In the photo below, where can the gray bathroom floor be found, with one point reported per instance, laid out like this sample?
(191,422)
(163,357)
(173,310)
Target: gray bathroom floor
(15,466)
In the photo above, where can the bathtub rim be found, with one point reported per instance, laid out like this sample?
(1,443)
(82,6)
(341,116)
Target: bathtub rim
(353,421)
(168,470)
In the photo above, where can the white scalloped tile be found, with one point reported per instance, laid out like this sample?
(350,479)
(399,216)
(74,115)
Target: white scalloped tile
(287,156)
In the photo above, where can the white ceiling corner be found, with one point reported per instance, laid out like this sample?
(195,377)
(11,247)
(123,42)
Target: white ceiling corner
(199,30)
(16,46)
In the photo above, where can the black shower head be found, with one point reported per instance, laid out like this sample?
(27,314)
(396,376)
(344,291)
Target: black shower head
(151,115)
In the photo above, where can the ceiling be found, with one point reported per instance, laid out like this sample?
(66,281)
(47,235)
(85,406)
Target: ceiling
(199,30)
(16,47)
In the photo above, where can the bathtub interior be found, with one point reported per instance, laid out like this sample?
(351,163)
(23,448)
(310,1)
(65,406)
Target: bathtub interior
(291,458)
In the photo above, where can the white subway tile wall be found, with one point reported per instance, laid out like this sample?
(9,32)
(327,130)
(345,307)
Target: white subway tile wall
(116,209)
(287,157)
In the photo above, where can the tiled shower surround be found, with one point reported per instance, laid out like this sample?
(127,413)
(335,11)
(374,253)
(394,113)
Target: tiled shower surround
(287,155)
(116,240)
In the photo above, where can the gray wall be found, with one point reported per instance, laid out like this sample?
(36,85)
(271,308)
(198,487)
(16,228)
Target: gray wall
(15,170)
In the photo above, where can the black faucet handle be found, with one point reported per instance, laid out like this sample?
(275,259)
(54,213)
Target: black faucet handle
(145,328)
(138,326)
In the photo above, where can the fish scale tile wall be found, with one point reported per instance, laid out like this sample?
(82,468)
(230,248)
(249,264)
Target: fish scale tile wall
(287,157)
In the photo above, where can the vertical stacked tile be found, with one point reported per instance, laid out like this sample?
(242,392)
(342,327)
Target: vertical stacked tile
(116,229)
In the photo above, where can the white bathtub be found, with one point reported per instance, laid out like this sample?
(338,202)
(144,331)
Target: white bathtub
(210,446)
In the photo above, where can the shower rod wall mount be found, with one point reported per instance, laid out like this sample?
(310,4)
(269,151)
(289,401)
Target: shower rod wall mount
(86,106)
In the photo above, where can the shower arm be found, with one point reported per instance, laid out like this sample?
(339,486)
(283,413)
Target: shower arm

*****

**Exercise prompt:** Copy exactly, word for word, the line with "Target: white bathtub" through the final line of the listing.

**Answer space:**
Target: white bathtub
(210,446)
In the photo above, where can the shower rod wall mount be found, with one point reported per instance, laid out like this sample?
(310,4)
(269,151)
(289,401)
Target: shower rod wall mount
(86,106)
In the photo above, where can the shower arm be found, with one point reported per instance, laid out like this sample?
(339,486)
(283,413)
Target: shower arm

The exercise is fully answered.